____ DATASET ROWS

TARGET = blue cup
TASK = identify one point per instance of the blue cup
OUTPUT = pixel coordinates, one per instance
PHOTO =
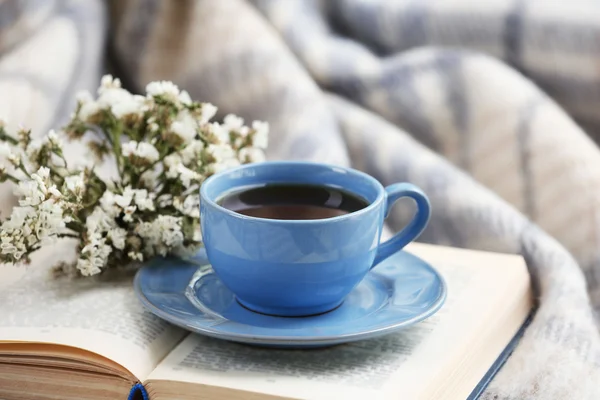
(301, 267)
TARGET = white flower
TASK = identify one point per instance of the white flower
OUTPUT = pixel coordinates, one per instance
(88, 267)
(94, 256)
(191, 151)
(208, 111)
(99, 222)
(117, 237)
(165, 200)
(14, 159)
(233, 122)
(260, 138)
(129, 211)
(184, 127)
(135, 256)
(186, 175)
(184, 97)
(190, 206)
(124, 200)
(5, 150)
(141, 150)
(219, 132)
(221, 152)
(172, 160)
(75, 184)
(54, 192)
(251, 154)
(143, 200)
(109, 205)
(31, 193)
(163, 88)
(108, 82)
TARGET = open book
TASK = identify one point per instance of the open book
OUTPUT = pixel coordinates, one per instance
(92, 340)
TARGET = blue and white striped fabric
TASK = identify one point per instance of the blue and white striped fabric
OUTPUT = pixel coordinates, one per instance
(493, 107)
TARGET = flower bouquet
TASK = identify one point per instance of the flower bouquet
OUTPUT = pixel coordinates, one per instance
(163, 146)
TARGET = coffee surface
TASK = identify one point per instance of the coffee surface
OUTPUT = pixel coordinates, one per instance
(292, 201)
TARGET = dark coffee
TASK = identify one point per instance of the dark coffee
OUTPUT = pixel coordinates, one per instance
(292, 201)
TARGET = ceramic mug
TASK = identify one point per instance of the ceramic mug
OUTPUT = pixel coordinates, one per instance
(301, 267)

________

Lay out all of the data above as a numbered list, omitting any blank lines. Leave the pictures out of your answer.

THE SOLUTION:
1. TARGET = blue cup
2. TASK = identify one point per instance of the blue cup
3. OUTPUT = pixel coordinates, one per instance
4. PHOTO =
5. (301, 267)
6. TARGET = white flower
7. TASK = identify one point per instance of the white flower
8. OUTPUT = pixel coordinates, one per instance
9. (88, 267)
10. (94, 256)
11. (191, 151)
12. (208, 111)
13. (99, 222)
14. (117, 237)
15. (165, 200)
16. (14, 159)
17. (233, 122)
18. (260, 138)
19. (129, 211)
20. (184, 127)
21. (135, 256)
22. (186, 175)
23. (184, 97)
24. (190, 206)
25. (124, 200)
26. (5, 150)
27. (141, 150)
28. (219, 132)
29. (221, 152)
30. (172, 160)
31. (75, 184)
32. (54, 192)
33. (251, 154)
34. (143, 200)
35. (109, 205)
36. (31, 193)
37. (163, 88)
38. (108, 82)
39. TARGET = open book
40. TASK = identify one point per instance of the open book
41. OUTPUT = pixel coordinates, one per instance
42. (92, 340)
43. TARGET = blue and white striped fabric
44. TASK = identify one point per instance of the blue and white striped fabric
45. OUTPUT = pixel coordinates, one per instance
46. (493, 107)
47. TARGET = flower bouquet
48. TASK = identify one point per instance of the flower bouquet
49. OUTPUT = pixel coordinates, one per instance
50. (163, 146)
51. TARGET = coffee surface
52. TASK = identify one point per instance of the coffee surface
53. OUTPUT = pixel coordinates, one per instance
54. (292, 201)
55. TARGET = dark coffee
56. TASK = identify one point per instance of the dark coffee
57. OUTPUT = pixel coordinates, one per instance
58. (292, 201)
59. TARGET = ceramic mug
60. TASK = identify one point per instance of the ceramic mug
61. OUTPUT = pixel coordinates, one per instance
62. (301, 267)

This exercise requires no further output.